___ Fragmento para leer

Nacimiento de un mito


Nacimiento del mito Por Mario Goloboff. Escritor, docente universitario. (PÁGINA/12 (02-12-2010)

No es la primera vez en la vida ni en la de nuestra generación que nos toca ser testigos del nacimiento de un mito.(…)  Pero las condiciones del nacimiento de un mito son complejas, enigmáticas. Ellas se van creando como remedos históricos, religiosos, heroicos, elegíacos, en situaciones que, de inmediatas y coyunturales, devienen decisivas y marcan u obedecen a momentos cruciales de la vida social. Luego, a veces, se tarda siglos para develarlas, aun en el caso de los más sencillos. (…) Algunos muy prácticos pensadores, filósofos y poetas helenos, en medio de la vida dura signada por esclavistas y monarcas de la época, imaginaron por ejemplo el origen de la humilde araña nada menos que en una venganza de la diosa Atenea contra Aracné, princesa célebre por su tintura púrpura y su destreza en el arte de tejer, a quien Atenea, con sus inmensos poderes, habría trucado perversamente. Mucho más terrenales, apenas parece ser que en verdad lo concibieron empujados por una vieja rivalidad comercial que emponzoñaba las relaciones de estos pueblos griegos con los lidios, de origen cretense. Y Mileto, en Creta, era la más grande exportadora de lana de color del mundo antiguo... (…)
 Los mitos contemporáneos, populares, albergan componentes de realidad crecientes, pero conservan también, bastante elevados, los de inventiva y abstracción. Es que, sin éstos, no tendrían vigencia. Aunque hay, claro, enormes diferencias entre las ideas adquiridas durante la infancia de la Humanidad y las de nuestro presente: entonces, favorecida por la ingenuidad de la barbarie, la fantasía era el conocimiento; ahora, la percepción inteligible de lo real sumerge aquellas ilusiones, aunque, es cierto, permanecen alertas en nuestro inconsciente.
  Cesare Pavese, quien estudió este tema, sostenía que “la empresa del héroe mítico no es tal porque esté sembrada de casos sobrenaturales o fracturas de la normalidad, sino porque ella alcanza un valor absoluto de norma inmóvil que, precisamente por inmóvil, se revela constantemente (…) simbólica en fin”. Y agregaba: “El mito es, en definitiva, una norma, el esquema de un hecho ocurrido una vez por todas, y su valor le viene de esta unicidad absoluta que lo eleva fuera del tiempo y lo consagra revelación”. Pensar nuestro país y el continente, ver la acción intensa que desplegó un hombre para restañar rápida y efectivamente las heridas de la sociedad ayudarían a entender esta intuición, la verosimilitud de una imaginería.

______

Consigna dada 1
Devuelve del fragmento sobre el nacimiento de un mito todo lo que va desde "Cesare Pavese, quien" hasta "de una imaginería.".
Consigna dada 2
Resume en menos palabras el párrafo del fragmento sobre el nacimiento de un mito que empieza con "Los mitos contemporáneos, populares", sin perder sus ideas principales.
Consigna dada 3
Prolonga el fragmento sobre el nacimiento de un mito a partir de su última oración.

___ Datos mostrados

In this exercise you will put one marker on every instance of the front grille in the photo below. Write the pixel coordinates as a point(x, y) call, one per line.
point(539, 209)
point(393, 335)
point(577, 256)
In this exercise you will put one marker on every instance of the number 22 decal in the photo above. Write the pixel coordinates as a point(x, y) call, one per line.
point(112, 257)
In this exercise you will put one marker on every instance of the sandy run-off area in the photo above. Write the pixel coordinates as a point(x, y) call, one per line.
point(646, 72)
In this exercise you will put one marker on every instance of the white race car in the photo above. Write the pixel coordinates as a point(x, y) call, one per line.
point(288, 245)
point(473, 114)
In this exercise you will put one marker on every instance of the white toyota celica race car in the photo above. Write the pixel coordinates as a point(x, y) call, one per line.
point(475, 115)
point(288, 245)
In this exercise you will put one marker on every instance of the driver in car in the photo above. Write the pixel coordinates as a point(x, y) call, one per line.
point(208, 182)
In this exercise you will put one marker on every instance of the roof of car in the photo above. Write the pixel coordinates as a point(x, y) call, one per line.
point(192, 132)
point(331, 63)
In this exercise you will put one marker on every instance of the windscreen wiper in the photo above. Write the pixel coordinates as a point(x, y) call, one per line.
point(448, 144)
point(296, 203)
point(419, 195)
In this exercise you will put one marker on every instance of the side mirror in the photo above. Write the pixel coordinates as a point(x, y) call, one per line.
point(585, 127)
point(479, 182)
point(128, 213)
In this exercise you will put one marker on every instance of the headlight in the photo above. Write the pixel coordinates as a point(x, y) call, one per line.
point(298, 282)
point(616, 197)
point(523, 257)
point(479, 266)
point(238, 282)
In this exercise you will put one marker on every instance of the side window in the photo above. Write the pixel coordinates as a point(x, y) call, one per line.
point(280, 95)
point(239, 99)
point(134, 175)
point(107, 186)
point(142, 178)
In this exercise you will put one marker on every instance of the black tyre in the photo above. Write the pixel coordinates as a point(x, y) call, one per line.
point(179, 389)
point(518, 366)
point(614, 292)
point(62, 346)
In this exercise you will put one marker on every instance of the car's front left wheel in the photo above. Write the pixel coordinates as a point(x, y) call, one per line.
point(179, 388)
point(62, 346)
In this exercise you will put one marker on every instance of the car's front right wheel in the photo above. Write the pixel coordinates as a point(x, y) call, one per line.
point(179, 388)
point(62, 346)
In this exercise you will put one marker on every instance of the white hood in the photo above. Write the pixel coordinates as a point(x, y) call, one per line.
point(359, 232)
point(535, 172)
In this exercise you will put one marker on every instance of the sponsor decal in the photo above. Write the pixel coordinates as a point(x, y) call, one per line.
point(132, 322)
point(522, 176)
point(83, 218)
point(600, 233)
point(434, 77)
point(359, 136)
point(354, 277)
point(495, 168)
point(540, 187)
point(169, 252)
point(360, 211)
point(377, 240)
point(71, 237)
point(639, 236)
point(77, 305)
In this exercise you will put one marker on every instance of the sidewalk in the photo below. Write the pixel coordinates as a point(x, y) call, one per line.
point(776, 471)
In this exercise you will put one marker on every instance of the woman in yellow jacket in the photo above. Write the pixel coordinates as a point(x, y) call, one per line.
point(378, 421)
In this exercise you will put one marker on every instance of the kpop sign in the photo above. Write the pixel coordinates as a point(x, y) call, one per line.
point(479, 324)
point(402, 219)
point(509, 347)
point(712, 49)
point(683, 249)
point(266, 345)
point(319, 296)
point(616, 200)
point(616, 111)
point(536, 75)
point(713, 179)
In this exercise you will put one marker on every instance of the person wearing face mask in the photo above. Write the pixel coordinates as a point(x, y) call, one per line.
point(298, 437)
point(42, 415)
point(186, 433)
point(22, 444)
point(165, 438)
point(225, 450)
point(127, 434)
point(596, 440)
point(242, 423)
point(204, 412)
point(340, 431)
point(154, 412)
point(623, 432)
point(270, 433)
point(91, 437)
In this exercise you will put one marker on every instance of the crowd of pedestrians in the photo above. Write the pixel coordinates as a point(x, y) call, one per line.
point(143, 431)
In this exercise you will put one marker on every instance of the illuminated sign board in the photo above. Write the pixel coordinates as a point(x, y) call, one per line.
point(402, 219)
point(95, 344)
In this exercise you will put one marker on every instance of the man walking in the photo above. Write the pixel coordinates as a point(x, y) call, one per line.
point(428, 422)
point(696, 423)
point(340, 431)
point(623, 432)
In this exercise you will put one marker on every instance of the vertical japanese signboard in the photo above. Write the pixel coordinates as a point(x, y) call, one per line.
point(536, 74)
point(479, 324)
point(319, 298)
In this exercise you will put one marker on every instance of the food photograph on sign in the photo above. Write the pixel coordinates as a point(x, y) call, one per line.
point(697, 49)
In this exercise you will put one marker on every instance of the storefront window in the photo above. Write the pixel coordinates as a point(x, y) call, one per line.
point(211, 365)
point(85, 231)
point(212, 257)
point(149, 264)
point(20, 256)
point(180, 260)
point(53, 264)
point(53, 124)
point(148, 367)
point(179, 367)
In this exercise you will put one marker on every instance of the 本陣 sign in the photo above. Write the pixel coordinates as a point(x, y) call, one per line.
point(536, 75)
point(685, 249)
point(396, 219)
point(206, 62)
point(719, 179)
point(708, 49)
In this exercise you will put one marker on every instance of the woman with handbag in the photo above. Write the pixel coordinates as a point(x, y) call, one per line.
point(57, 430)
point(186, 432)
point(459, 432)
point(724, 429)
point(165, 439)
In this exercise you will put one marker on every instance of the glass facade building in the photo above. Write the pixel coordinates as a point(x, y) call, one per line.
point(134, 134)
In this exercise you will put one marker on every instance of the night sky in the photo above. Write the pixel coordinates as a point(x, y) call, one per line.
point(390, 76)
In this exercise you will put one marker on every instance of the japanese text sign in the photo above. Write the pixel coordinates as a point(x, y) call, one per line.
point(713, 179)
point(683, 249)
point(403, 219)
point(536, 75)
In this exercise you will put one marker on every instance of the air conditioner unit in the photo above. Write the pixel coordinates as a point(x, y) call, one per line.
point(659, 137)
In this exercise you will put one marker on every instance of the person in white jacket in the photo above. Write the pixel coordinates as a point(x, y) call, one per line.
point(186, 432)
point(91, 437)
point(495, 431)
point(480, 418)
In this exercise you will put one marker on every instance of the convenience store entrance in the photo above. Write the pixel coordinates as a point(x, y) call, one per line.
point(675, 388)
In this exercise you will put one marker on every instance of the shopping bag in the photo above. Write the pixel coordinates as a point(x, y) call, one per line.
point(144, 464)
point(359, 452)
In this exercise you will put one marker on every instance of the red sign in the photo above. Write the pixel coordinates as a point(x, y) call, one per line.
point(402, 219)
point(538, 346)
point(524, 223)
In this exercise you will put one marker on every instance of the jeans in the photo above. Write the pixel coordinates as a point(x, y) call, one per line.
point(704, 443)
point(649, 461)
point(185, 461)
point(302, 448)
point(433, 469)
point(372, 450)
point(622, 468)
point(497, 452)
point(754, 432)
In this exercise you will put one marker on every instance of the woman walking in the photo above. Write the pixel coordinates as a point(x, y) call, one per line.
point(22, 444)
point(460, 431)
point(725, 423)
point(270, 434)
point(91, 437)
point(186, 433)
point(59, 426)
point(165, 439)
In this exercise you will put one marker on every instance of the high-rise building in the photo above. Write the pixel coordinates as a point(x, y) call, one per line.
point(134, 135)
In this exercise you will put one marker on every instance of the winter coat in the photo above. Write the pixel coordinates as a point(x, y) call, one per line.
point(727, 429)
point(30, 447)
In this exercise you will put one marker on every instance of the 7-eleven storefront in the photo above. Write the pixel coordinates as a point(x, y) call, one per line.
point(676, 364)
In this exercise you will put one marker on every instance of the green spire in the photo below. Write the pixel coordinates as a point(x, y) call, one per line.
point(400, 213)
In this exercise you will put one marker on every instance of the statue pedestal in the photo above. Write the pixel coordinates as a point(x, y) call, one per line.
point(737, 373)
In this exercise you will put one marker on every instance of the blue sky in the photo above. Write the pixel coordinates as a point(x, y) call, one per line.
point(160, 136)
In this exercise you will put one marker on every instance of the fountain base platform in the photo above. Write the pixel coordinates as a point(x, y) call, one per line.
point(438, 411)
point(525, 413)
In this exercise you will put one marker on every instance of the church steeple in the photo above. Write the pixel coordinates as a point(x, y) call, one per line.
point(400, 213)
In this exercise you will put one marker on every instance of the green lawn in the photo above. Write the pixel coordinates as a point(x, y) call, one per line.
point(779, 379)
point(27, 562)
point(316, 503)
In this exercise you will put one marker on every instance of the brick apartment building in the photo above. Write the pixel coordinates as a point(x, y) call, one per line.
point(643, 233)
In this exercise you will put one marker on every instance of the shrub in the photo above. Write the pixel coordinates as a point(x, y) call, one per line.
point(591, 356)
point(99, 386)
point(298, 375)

______

Resultado 1
Cesare Pavese, quien estudió este tema, sostenía que “la empresa del héroe mítico no es tal porque esté sembrada de casos sobrenaturales o fracturas de la normalidad, sino porque ella alcanza un valor absoluto de norma inmóvil que, precisamente por inmóvil, se revela constantemente (…) simbólica en fin”. Y agregaba: “El mito es, en definitiva, una norma, el esquema de un hecho ocurrido una vez por todas, y su valor le viene de esta unicidad absoluta que lo eleva fuera del tiempo y lo consagra revelación”. Pensar nuestro país y el continente, ver la acción intensa que desplegó un hombre para restañar rápida y efectivamente las heridas de la sociedad ayudarían a entender esta intuición, la verosimilitud de una imaginería.

Resultado 2
Los mitos contemporáneos y populares incorporan cada vez más componentes de realidad. Aun así, conservan bastante inventiva y abstracción, porque sin ellas no tendrían vigencia. En la infancia de la Humanidad, la fantasía era el conocimiento, favorecida por la ingenuidad de la barbarie. Hoy la percepción inteligible de lo real sumerge esas ilusiones, aunque siguen alertas en nuestro inconsciente.

Resultado 3
  En el campo político, que fue durante el siglo XX el centro de la gran escena contemporánea , leí y escuché sobre Emiliano Zapata,; vi crecer y sucumbir a Evita, vi crecer y sucumbir al Che Guevara, vi sucumbir y crecer a Salvador Allende.
  Velé, solo, caminando en medio de una multitud, a François Mitterrand, (…). Y que fue, quizás, el último monumento histórico y político del siglo XX. Creo recordar que murió un fin de semana de enero del ’96. El primer o el segundo día hábil siguiente celebraron el homenaje popular en la Place de la Bastille, el lugar donde, años atrás, la gente se había volcado de manera espontánea para festejar su primera victoria presidencial y que, desde entonces, recobrando viejas glorias que venían hasta de la Revolución Francesa, volvió a ser un emblema “del pueblo de izquierdas”. El frío húmedo del norte y la tenue garúa se sumaban al duelo. Muy temprano, la tarde invernal se hizo noche, y el lugar, cubierto por innumerables velas de diferente intensidad, amortiguó el silencio, el llanto de la muchedumbre. Tuve, entonces, la imprecisa sensación de que nacía algo diferente en la historia de aquel país. Aunque él se había ocupado en modelar, durante años, con buril de orfebre, su estatura.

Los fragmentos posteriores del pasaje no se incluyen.